» **What to work on**
Present the data below as a numbered list, excluding any blank lines.

» **Information given**

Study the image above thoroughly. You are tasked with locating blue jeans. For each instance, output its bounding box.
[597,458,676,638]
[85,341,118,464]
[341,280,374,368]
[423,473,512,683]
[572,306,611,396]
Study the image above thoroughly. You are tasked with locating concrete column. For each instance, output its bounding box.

» **Solved exercise**
1. Study the image above thoroughly. You are tasked with locating blue jeans. For each instance, output its bounding box.
2. [597,458,676,638]
3. [85,341,118,464]
4. [341,280,374,368]
5. [423,473,512,683]
6. [572,306,611,396]
7. Study the image above thoroughly. You are tasked with locating concrete column. For each instance, output its bounding box.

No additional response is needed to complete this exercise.